The request
Please write out the lines of the material below without any change, beginning at the line that contains "of the nose" and stopping after the line that contains "pixel 476 312".
--- start Records to process ---
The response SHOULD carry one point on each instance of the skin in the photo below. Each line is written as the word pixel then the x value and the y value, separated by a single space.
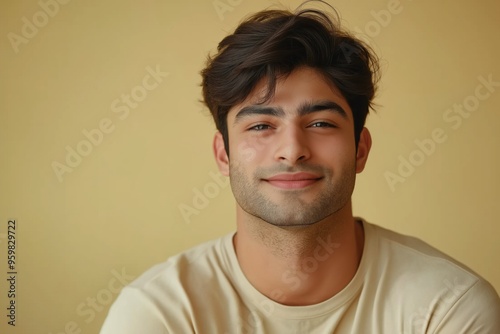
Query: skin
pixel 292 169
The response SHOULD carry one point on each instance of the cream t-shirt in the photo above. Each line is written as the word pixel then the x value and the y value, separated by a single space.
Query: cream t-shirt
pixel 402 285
--- end Records to process ---
--- start Records to process ---
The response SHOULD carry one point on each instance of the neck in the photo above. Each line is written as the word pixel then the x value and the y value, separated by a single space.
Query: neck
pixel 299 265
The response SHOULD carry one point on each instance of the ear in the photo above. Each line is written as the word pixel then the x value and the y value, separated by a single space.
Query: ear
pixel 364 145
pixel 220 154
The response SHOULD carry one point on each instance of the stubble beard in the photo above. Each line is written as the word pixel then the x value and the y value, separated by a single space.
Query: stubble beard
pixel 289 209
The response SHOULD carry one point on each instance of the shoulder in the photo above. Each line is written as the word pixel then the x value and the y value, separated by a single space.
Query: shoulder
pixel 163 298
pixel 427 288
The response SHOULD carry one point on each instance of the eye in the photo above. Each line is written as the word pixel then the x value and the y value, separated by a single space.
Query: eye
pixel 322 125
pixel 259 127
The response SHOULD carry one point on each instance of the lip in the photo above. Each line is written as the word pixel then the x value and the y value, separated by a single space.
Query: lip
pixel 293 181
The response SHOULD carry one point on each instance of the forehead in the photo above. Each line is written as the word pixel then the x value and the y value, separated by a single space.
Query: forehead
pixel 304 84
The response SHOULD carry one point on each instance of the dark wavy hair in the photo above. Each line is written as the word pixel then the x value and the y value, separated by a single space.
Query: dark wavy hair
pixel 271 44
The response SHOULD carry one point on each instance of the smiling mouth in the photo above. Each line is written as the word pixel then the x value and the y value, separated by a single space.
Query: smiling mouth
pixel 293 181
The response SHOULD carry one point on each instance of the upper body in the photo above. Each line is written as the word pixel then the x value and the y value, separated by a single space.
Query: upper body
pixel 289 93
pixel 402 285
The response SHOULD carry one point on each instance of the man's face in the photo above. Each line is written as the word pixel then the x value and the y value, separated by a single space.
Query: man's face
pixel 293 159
--- end Records to process ---
--- start Records to process ---
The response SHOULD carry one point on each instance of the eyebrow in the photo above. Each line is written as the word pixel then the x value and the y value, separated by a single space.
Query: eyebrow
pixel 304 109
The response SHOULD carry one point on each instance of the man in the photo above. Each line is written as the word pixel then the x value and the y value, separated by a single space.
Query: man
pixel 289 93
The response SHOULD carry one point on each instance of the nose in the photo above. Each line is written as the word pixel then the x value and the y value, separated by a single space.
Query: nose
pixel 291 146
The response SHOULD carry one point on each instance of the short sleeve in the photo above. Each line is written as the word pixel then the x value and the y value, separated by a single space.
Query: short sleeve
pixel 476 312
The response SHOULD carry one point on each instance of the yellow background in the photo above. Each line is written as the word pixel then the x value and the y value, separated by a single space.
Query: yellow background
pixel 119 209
--- end Records to process ---
Written response
The response SHOULD carry one point on each instance of the nose in the photo above. Each line is written as the word pixel then the x value and the y value, separated by a single space.
Query: nose
pixel 291 146
The response SHOULD carry one point on each instance of the short sleeve in the photo above. Each line is written as the word pixel then the x value and the y value, separated by a single space.
Query: short sleeve
pixel 476 312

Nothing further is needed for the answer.